> **Set exercise**
Please give the listing again, word for word, with nothing left out.

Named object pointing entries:
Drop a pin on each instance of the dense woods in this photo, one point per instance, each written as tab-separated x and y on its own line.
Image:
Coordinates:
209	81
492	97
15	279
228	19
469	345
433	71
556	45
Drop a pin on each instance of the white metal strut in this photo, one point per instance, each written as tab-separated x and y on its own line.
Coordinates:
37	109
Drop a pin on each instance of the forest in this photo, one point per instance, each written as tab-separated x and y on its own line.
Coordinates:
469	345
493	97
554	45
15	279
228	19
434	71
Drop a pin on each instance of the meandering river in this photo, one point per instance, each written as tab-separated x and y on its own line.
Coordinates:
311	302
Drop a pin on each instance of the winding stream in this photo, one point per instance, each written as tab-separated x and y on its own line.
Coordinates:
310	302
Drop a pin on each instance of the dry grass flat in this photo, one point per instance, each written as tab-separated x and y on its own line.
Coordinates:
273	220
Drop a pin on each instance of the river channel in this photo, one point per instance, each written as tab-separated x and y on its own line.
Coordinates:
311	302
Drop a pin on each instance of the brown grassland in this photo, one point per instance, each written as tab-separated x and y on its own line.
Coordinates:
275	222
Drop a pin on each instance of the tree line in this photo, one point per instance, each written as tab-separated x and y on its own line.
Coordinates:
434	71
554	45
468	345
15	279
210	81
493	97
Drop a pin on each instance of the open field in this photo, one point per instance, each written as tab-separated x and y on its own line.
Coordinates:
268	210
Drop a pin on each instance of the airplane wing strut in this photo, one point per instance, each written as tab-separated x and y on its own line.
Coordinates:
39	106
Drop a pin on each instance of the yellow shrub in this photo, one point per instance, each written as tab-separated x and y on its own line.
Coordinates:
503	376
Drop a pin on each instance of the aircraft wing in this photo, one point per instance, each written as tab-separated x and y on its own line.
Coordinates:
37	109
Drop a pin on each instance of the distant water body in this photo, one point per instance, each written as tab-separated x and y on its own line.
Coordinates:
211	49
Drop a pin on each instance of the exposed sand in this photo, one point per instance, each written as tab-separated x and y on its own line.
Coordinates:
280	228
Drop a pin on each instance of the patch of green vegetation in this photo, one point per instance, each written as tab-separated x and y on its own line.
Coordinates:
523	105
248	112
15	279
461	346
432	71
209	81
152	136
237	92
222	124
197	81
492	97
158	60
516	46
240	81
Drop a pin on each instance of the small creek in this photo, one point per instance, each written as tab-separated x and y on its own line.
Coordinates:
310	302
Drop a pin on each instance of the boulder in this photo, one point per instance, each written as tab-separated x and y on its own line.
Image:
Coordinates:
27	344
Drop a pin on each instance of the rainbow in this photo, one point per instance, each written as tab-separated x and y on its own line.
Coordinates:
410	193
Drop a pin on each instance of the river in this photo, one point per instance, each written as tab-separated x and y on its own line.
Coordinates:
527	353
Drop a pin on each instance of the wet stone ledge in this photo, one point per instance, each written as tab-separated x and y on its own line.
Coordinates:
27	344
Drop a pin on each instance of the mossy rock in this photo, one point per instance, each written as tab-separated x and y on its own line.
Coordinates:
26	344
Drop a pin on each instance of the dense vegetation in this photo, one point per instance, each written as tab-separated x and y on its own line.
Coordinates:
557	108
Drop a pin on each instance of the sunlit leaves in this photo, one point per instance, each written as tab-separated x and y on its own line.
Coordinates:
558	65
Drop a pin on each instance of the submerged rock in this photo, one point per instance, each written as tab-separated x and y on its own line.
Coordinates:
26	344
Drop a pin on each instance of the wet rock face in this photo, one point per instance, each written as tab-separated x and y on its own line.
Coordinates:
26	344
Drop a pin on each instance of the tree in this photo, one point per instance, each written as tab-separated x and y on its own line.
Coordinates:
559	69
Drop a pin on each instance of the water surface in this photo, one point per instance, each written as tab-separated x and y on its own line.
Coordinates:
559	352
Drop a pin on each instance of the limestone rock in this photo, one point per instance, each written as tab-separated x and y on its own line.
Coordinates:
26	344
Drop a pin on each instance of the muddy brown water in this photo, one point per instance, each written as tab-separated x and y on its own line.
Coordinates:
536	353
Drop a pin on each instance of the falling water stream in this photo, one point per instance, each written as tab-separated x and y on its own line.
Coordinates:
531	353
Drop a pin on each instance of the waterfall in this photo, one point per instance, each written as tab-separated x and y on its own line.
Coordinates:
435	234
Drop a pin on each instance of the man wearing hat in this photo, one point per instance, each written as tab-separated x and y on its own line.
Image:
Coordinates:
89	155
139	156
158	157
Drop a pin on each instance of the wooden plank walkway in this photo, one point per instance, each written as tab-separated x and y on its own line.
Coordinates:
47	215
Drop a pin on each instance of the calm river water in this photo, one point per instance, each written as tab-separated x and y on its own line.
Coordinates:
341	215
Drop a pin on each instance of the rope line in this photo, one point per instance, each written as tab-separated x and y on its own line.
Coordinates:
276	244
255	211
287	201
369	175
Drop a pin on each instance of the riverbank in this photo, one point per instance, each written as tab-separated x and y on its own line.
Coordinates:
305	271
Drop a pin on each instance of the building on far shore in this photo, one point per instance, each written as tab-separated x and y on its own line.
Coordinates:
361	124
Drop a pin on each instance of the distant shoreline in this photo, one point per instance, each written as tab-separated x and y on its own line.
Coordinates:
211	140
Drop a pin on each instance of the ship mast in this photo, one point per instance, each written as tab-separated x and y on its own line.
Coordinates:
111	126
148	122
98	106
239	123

> **Result**
Drop a pin on each instance of the dense woods in this photo, one point per instance, each written as tab-separated x and y on its own line.
Image:
Coordinates:
209	81
492	97
15	279
228	19
469	345
433	71
556	45
Drop a pin on each instance of the white metal strut in this photo, one point per instance, each written as tab-separated x and y on its own line.
Coordinates:
37	109
Drop a pin on each instance of the forest in this photo, one point per instance, each written as tab-separated x and y on its own line.
Coordinates:
469	345
493	97
554	45
15	279
228	19
434	71
Drop a pin on each instance of the meandering river in this photo, one point per instance, each written as tab-separated x and y on its own line.
Coordinates:
311	302
Drop a pin on each instance of the winding stream in this photo, one point per instance, each written as tab-separated x and y on its own line.
Coordinates:
310	302
Drop a pin on each instance of the dry grass flat in this photo, one point per instance, each written as tab-separated x and y on its own line.
Coordinates:
273	220
Drop a pin on each instance of the river channel in this photo, one point per instance, each written as tab-separated x and y on its own line.
Coordinates:
311	302
Drop a pin on each instance of the brown grassland in this photo, one point per instance, each written as tab-separated x and y on its own line.
Coordinates:
275	222
Drop a pin on each instance of the tree line in this photo, one point per instance, each written as tab-separated x and y on its own line.
Coordinates:
434	71
554	45
468	345
15	279
210	81
493	97
Drop a pin on each instance of the open field in this photo, one point per instance, each written as tab-separated x and y on its own line.
Coordinates:
268	210
Drop a pin on each instance of the airplane wing strut in this photo, one point per instance, each written as tab-separated x and y on its own line.
Coordinates:
39	106
Drop a pin on each instance of the yellow shrub in this photo, one point per instance, each written as tab-separated x and y on its own line.
Coordinates:
503	376
Drop a pin on each instance of the aircraft wing in this photo, one point per instance, each written as tab-separated x and y on its own line.
Coordinates:
37	109
Drop a pin on each instance of the distant water body in this photo, one point per instance, each written as tab-separated x and y on its own line.
Coordinates:
211	49
Drop a pin on each instance of the exposed sand in this photo, one point per instance, each written as tab-separated x and y on its own line.
Coordinates:
280	228
Drop a pin on each instance of the patch of green vegetation in this photo, one point per instance, each written as tab-separated x and y on its own line.
Coordinates:
523	105
248	112
15	279
461	346
432	71
209	81
152	136
237	92
222	124
197	81
492	97
158	60
516	46
240	81
Drop a pin on each instance of the small creek in this photo, one point per instance, each written as tab-separated x and y on its own line.
Coordinates:
310	302
Drop a pin on each instance of the boulder in this photo, one point per instance, each written as tab-separated x and y on its own line.
Image:
Coordinates:
27	344
Drop a pin on each instance of the rainbow in this photo, one point per instance, each written as tab-separated x and y on its own line.
Coordinates:
410	193
Drop a pin on each instance of the river in this photo, one point per instance, each written as tab-separated x and y on its own line.
Coordinates:
527	353
Drop a pin on each instance of the wet stone ledge in this photo, one point per instance, each written as tab-separated x and y on its own line.
Coordinates:
27	344
Drop a pin on each instance of the mossy rock in this photo, one point per instance, each written as tab-separated x and y on its own line.
Coordinates:
26	344
Drop a pin on each instance of the dense vegetation in this photo, one point per instance, each written as tab-separated x and y on its own line.
Coordinates:
557	108
Drop a pin on each instance of the sunlit leaves in this photo, one point per instance, each written as tab-separated x and y on its own line.
Coordinates:
558	65
Drop a pin on each instance of the submerged rock in this photo, one point per instance, each written as tab-separated x and y on its own line.
Coordinates:
26	344
Drop a pin on each instance of the wet rock face in this photo, one point per instance, each written as tab-separated x and y on its own line.
Coordinates:
26	344
Drop a pin on each instance of the tree in this photo, one point per instance, each written as tab-separated x and y on its own line.
Coordinates:
559	69
Drop a pin on each instance of the water surface in this photo, one point per instance, each written as tab-separated x and y on its own line.
Coordinates:
559	352
Drop a pin on each instance of the limestone rock in this photo, one point per instance, each written as tab-separated x and y on its own line.
Coordinates:
26	344
Drop a pin on each instance of the muddy brown water in this photo, one point per instance, each written as tab-separated x and y on its own line.
Coordinates:
536	353
Drop a pin on each instance of the falling water stream in this photo, one point per instance, each written as tab-separated x and y on its own line.
Coordinates:
531	353
Drop a pin on each instance of the waterfall in this photo, one point per instance, each written as tab-separated x and y on its own line.
Coordinates:
435	234
Drop a pin on each instance of the man wearing hat in this photo, one point per instance, each written as tab-separated x and y on its own line.
Image:
Coordinates:
89	155
139	156
158	157
Drop a pin on each instance of the wooden plank walkway in this photo, one point per instance, each written as tab-separated x and y on its own line.
Coordinates:
47	215
Drop a pin on each instance of the calm river water in this photo, one point per instance, each written as tab-separated x and y on its own line.
Coordinates:
341	215
Drop a pin on each instance of the rope line in this photo, one point per instance, each written as tab-separated x and y on its own line.
Coordinates:
276	244
255	211
287	201
369	175
Drop a pin on each instance of the riverbank in this photo, one point per instance, each written as tab-separated x and y on its own line.
Coordinates:
305	271
Drop a pin on each instance of the building on far shore in this photo, one point per instance, each written as tab-separated x and y on its own line.
Coordinates:
361	124
Drop a pin on each instance of the distant shoreline in this photo, one point per instance, each written as tab-separated x and y on its own line.
Coordinates:
211	140
Drop a pin on each instance of the ship mast in this photo, one point per instance, each written as tab-separated x and y on its own line.
Coordinates:
111	126
148	122
98	106
239	123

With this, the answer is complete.